• _Short exercise_
Pull out each line in the records below that contains the word "jacket". Case matters.

Pointing dataset records
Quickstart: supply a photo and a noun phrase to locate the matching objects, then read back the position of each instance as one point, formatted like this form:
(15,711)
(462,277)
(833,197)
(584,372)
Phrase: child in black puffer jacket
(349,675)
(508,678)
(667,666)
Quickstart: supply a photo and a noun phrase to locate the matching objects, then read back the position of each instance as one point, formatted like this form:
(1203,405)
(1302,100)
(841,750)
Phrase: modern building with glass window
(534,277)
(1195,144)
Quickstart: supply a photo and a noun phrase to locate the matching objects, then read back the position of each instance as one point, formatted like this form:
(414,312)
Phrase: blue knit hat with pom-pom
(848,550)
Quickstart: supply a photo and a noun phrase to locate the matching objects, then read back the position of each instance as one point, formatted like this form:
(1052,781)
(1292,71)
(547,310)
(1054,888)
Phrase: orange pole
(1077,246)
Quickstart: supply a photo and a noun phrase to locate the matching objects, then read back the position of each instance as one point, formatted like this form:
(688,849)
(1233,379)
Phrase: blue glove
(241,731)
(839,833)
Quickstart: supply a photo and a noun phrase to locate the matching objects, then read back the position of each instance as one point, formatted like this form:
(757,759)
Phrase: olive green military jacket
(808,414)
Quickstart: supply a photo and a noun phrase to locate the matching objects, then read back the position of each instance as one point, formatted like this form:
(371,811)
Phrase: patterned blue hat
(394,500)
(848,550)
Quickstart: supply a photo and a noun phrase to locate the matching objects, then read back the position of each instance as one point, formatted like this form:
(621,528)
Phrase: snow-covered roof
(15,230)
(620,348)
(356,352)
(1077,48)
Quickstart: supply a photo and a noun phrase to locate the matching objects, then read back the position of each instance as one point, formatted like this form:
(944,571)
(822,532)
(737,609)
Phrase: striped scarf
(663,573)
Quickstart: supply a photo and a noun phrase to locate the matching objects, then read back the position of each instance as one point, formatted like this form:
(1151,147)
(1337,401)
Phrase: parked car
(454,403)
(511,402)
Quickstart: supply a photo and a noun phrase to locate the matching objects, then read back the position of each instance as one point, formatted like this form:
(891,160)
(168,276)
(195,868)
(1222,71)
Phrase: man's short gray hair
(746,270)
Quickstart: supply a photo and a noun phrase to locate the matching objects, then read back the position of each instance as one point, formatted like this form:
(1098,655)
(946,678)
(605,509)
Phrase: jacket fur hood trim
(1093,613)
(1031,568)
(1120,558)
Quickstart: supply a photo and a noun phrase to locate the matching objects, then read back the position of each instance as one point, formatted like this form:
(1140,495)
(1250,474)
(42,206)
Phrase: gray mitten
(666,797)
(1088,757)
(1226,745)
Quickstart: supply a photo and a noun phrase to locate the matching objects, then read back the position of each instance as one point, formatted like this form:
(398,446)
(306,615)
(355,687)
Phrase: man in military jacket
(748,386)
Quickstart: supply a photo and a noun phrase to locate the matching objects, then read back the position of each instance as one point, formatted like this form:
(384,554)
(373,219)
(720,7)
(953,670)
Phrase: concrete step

• _Response to the exercise_
Phrase: child in black puffer jacket
Phrase: olive green military jacket
Phrase: jacket fur hood trim
Phrase: man in military jacket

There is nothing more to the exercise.